◆ **To be done**:
Can you extract, word for word, the passage of the text on noun compounds that opens with the words containing "serviço de comparação" and closes with "Adj/N word order."?

◆ **Excerpt**:
** start **
In English and other Germanic languages, noun compounds are formed simply by “appending” the nouns in a certain order. For example, phrases like this are very common:

electricity price comparison service

In Portuguese, Spanish and probably other Romance languages, this kind of compounding has to be done with the aid of prepositions. The translation of the phrase above to Portuguese is:

serviço de comparação de preços de eletricidade

What determines how noun compounds are formed in a language? Is there something like a parameter (as in the principles and parameters theory) that explains this?

I'm focusing only on "open" compounds (not idiomatic ones) formed exclusively by nouns. As Molly mentioned, this might be related to the Adj/N word order in the language. This hypothesis is quite reasonable, since in the Germanic languages the head in these compounds comes at the end, whereas in Romance languages, they come at the beginning, matching the Adj/N word order.

But even if this correlation does hold cross-linguistically, how does it relate to the need for prepositions? Maybe prepositions help avoiding ambiguities when the adjectives are postnominal? Could it be related to processing preferences?
** end **
◆ **Records**:
** start **
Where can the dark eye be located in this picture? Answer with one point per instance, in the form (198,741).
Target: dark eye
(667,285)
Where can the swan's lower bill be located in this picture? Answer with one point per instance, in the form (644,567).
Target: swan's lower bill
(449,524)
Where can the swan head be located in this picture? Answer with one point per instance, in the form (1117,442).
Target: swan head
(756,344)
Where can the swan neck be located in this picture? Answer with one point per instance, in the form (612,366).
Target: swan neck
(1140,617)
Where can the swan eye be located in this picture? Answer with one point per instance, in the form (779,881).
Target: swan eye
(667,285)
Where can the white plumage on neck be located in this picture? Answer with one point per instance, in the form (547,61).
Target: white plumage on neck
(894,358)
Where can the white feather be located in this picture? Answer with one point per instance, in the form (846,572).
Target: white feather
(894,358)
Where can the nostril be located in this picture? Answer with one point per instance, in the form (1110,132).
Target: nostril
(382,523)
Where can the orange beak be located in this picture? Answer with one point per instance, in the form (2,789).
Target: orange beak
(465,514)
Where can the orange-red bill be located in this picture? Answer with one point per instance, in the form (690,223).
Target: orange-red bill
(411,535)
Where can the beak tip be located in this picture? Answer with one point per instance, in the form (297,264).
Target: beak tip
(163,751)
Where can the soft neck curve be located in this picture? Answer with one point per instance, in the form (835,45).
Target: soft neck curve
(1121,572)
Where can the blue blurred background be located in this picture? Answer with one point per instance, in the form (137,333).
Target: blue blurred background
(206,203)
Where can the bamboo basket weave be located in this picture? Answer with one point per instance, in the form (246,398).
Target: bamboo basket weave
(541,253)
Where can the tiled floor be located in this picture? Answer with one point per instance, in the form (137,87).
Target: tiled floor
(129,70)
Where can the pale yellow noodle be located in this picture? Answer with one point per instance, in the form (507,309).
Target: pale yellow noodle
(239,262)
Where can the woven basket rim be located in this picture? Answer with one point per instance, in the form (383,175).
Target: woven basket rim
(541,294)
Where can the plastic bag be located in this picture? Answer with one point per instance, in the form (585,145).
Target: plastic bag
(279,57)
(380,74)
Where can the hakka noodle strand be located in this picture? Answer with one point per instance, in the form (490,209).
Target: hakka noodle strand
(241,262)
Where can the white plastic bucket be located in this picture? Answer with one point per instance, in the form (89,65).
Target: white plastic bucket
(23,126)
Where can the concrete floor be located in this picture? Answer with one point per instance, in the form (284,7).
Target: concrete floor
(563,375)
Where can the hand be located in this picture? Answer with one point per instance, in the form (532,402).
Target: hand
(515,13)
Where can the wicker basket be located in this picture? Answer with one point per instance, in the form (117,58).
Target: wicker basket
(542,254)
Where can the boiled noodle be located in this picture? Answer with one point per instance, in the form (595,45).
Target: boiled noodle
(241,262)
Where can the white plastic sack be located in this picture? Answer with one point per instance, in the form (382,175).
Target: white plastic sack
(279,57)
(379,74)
** end **
** start **
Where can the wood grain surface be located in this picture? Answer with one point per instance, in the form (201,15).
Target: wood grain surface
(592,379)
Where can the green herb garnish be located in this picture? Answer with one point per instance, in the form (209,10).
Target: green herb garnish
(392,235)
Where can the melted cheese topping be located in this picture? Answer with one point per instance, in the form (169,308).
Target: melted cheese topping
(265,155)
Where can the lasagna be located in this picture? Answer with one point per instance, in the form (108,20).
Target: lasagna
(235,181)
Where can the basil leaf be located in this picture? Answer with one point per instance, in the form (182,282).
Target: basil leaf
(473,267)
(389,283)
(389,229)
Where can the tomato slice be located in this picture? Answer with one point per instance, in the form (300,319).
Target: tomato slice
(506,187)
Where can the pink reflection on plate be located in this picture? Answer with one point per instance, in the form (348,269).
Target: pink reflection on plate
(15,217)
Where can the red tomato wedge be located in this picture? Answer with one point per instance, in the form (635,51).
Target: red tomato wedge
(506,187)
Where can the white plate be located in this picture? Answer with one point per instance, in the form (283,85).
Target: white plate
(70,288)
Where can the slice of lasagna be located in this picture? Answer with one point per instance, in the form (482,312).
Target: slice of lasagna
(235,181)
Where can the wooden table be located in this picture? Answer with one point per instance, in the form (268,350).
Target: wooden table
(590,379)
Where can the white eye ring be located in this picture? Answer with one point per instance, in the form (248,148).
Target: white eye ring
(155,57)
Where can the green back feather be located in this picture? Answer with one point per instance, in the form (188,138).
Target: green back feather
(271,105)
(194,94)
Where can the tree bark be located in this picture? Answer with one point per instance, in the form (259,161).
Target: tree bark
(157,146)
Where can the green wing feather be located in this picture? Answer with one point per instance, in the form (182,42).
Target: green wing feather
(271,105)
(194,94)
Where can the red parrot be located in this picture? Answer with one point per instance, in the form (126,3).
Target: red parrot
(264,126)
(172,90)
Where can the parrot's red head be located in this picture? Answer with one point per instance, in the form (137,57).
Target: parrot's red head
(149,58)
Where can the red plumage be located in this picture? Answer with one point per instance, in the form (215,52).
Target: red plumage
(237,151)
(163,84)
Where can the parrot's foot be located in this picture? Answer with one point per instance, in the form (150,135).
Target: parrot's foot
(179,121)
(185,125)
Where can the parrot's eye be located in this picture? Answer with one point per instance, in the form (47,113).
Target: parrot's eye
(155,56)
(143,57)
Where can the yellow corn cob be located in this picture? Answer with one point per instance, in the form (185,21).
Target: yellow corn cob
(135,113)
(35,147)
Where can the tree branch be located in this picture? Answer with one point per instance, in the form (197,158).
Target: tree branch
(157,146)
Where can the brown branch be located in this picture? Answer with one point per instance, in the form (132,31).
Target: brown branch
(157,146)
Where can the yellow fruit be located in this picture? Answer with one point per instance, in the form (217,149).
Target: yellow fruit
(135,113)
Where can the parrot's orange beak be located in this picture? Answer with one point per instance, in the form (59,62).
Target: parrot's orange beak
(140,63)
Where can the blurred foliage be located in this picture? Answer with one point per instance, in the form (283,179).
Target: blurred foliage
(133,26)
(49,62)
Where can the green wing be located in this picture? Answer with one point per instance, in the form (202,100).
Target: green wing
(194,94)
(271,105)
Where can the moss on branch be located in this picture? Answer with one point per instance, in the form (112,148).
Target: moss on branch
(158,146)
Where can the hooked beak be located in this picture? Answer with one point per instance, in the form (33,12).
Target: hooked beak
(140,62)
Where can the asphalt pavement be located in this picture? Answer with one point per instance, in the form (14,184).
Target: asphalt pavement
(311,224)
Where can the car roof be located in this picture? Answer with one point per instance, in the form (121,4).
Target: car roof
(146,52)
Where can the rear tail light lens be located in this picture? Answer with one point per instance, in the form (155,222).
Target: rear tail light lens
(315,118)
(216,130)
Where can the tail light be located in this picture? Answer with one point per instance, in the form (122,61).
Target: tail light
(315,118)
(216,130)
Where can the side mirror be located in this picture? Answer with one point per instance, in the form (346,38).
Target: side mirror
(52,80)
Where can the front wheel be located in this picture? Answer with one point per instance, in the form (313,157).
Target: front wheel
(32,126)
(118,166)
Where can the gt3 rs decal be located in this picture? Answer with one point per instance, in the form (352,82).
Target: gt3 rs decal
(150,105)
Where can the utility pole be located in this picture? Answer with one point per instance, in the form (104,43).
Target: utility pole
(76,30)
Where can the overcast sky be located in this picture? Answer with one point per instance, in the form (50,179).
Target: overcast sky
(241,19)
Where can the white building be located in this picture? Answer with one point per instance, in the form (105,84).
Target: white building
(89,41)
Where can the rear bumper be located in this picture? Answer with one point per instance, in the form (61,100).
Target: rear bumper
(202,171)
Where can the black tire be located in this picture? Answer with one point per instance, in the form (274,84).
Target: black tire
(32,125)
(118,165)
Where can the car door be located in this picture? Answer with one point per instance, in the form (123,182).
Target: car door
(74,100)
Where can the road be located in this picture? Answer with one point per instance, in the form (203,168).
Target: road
** end **
◆ **Task solution**:
serviço de comparação de preços de eletricidade

What determines how noun compounds are formed in a language? Is there something like a parameter (as in the principles and parameters theory) that explains this?

I'm focusing only on "open" compounds (not idiomatic ones) formed exclusively by nouns. As Molly mentioned, this might be related to the Adj/N word order in the language. This hypothesis is quite reasonable, since in the Germanic languages the head in these compounds comes at the end, whereas in Romance languages, they come at the beginning, matching the Adj/N word order.